### Written problem 1
Transcribe the hitchhiking forum thread below word for word, from "## Desert (Jan 4, 2013)" to "to join me.".

## START Excerpt to read

# it's official!



## Desert (Jan 4, 2013)

Im off on my first trip. Im excited! Im in Nashville right now hitching my way up to Ohio, anyone is more than welcome to join me.


----------



## WindWalker1970 (Jan 4, 2013)

Good luck dude. It' cold out there. Safe travels.


----------



## Firefly (Jan 4, 2013)

Safe travels


----------



## daveycrockett (Jan 4, 2013)

good luck, is ohio point B, fuck is in ohio?


----------



## nivoldoog (Jan 4, 2013)

Beware of white hillbillies with no teeth. Usally a sign of meth problems. Mexicans have always been my best bet to hitch. Good luck, and keep your feet dry.


----------



## Desert (Jan 5, 2013)

Im going to cleveland to visit a friend. Im in cincinnati right now and the cops told me to stop hitch hiking or they'll arrest me. Any suggestions?


----------



## daveycrockett (Jan 5, 2013)

fuck em. jus tkeep walking till they cant see you anymore and put your thumb out, where are you a ramp? or stretch of road? go to a rest stop or a gas station and ask people are you heading my way? cant turn around now cuz youd have to hitch back just keep going most they could hold you for is overnight then drop you off out of their jurisdiction . youll be fine just keep going and try to figure out a better way to get down that stretch ...fast


----------



## daveycrockett (Jan 5, 2013)

youre already in that state, no cheap public bus around to take you to the outskirts? like a local bus,,cincinatti?? http://www.go-metro.com/uploads/pdfs/Greater Ciny Map.PDF you have afuckinphone , you should get there today,,saturday,,looks to me like you would take a blue line out that way...http://www.cincinnati-transit.net/commuterrail.html


----------



## daveycrockett (Jan 5, 2013)

http://www.newsnet5.com/dpp/news/lo...and-to-cincinnati-for-combat-wounded-veterans


----------



## Deleted member 20 (Jan 5, 2013)

Start walking. Find a library & get warm, browse craigslist rideshares for possibles rides. If the cop didnt take your ID & log it in the system as most State police will do after his verbal warning than you are most likely good to go. Cops dont work 24 hour shifts & even after having my name taken while hitching on the interstate before I still didnt get arrested when hassled on the ramp the same day by other staties. Most times all cops just want you to be someone elses problem like another city,town or county. Lifes a crap shoot. Sometimes they will even give you rides to the limit of their jurisdiction (be prepared to show id & have your name ran because they will! if you get in their car; they will say its for safety). Sometimes they will arrest you, but im sure jails are gettin full up of cold mofos tryin to get warm. No offense to you kid but this stuff happens all the time, thats why young kids should read & research this shit thats already written about. You look so young & how do I say this white & ya know like inexperienced that they may be able to scare you into goin home to yo mommy. Keep your head up, take stock of your situation, regroup, improvise adapt & overcome.hobo-smile


----------



## Desert (Jan 6, 2013)

Thanks everyone. I found a way out of town though so im all set.


----------

## END Excerpt to read
## START Working data

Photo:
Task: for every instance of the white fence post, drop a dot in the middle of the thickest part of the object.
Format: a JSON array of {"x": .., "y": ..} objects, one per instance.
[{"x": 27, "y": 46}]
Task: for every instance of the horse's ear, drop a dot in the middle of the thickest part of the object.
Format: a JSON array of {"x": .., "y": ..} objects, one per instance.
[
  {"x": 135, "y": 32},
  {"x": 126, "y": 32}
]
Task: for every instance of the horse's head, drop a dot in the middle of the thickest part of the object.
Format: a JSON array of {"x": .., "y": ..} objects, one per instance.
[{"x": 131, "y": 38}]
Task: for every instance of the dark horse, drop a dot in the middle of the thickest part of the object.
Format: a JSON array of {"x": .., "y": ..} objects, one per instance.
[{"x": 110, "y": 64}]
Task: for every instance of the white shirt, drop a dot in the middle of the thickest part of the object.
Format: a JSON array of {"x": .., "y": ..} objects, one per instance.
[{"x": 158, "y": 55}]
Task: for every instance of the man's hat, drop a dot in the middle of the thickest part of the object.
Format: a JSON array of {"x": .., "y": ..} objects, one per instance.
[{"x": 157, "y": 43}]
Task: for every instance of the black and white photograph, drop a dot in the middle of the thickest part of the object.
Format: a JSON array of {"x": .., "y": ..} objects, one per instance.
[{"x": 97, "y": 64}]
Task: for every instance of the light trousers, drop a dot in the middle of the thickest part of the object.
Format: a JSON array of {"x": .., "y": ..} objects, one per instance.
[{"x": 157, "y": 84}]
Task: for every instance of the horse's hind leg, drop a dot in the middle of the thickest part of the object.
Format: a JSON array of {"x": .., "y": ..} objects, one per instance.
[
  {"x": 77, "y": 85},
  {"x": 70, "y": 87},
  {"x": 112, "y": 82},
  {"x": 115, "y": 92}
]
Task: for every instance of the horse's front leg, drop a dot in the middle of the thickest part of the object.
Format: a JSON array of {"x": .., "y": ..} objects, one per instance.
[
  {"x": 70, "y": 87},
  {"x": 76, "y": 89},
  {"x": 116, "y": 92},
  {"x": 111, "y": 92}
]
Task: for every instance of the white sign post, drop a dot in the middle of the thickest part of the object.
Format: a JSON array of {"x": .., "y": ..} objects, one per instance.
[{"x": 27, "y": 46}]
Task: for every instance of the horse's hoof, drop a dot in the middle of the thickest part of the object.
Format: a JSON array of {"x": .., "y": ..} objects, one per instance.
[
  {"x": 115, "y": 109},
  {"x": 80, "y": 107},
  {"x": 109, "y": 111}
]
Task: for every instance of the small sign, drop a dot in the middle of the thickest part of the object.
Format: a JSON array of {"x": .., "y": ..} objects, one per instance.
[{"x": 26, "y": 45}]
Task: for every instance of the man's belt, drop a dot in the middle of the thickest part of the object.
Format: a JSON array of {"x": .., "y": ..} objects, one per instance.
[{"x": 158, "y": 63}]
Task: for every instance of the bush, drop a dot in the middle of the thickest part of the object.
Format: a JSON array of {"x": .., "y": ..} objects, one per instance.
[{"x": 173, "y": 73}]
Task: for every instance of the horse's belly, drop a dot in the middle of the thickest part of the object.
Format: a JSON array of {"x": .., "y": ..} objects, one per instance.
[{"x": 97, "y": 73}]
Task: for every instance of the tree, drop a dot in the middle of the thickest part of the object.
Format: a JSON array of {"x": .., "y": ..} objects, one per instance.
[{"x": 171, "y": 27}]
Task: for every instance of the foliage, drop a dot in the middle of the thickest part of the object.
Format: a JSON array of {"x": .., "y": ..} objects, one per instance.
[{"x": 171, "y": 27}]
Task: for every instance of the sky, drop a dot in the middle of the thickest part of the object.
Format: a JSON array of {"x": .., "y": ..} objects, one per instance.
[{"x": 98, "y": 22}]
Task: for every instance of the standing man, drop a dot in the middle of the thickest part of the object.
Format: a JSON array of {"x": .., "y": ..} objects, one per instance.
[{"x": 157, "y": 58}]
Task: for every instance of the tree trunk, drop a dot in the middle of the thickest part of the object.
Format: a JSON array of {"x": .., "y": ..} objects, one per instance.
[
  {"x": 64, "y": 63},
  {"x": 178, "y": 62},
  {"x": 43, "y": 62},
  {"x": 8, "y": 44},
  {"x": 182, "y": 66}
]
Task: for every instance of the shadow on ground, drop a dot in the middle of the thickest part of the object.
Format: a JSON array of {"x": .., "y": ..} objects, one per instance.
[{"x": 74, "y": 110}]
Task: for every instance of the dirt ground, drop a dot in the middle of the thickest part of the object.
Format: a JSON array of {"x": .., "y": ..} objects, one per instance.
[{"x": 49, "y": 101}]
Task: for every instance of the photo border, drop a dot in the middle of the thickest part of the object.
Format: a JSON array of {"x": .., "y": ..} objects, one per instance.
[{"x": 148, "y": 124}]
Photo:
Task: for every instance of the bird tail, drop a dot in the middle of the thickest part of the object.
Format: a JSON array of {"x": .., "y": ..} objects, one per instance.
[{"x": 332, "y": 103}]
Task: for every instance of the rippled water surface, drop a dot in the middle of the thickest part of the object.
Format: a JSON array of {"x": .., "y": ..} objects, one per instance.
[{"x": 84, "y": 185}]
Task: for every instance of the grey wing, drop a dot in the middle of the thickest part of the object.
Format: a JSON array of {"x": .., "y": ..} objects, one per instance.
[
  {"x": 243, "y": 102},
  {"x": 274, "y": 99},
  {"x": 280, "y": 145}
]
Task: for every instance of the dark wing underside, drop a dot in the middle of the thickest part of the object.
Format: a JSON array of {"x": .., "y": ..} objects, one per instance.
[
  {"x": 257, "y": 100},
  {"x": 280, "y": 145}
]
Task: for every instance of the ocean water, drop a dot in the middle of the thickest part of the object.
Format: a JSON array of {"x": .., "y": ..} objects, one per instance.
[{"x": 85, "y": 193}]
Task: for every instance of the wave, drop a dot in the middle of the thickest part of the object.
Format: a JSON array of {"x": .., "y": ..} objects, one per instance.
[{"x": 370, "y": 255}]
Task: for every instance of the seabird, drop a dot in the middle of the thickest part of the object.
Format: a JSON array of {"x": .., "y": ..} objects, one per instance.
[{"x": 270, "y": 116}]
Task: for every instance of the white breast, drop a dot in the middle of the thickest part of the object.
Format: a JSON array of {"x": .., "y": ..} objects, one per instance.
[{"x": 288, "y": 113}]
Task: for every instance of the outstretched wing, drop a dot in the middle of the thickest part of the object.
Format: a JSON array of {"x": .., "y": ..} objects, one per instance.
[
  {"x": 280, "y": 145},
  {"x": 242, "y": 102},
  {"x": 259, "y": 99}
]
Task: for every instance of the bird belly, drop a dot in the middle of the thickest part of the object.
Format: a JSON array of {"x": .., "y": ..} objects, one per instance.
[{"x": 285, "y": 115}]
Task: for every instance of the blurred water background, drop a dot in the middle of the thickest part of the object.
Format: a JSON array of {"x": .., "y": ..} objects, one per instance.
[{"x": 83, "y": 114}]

## END Working data

### Written problem 2
How many lines of the records above contain the string "wing"? Case matters, and reply with the number alone.

### Task answer 1
## Desert (Jan 4, 2013)

Im off on my first trip. Im excited! Im in Nashville right now hitching my way up to Ohio, anyone is more than welcome to join me.

### Task answer 2
3